● **GOAL OF THE EXERCISE**
Can you copy out every one of the rows below word for word, without changing anything?

[Point placement records]
------------------------
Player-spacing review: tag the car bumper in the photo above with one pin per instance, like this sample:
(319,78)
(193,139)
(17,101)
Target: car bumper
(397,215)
------------------------
● **SOLUTION TO THE EXERCISE**
Player-spacing review: tag the car bumper in the photo above with one pin per instance, like this sample:
(319,78)
(193,139)
(17,101)
Target: car bumper
(397,215)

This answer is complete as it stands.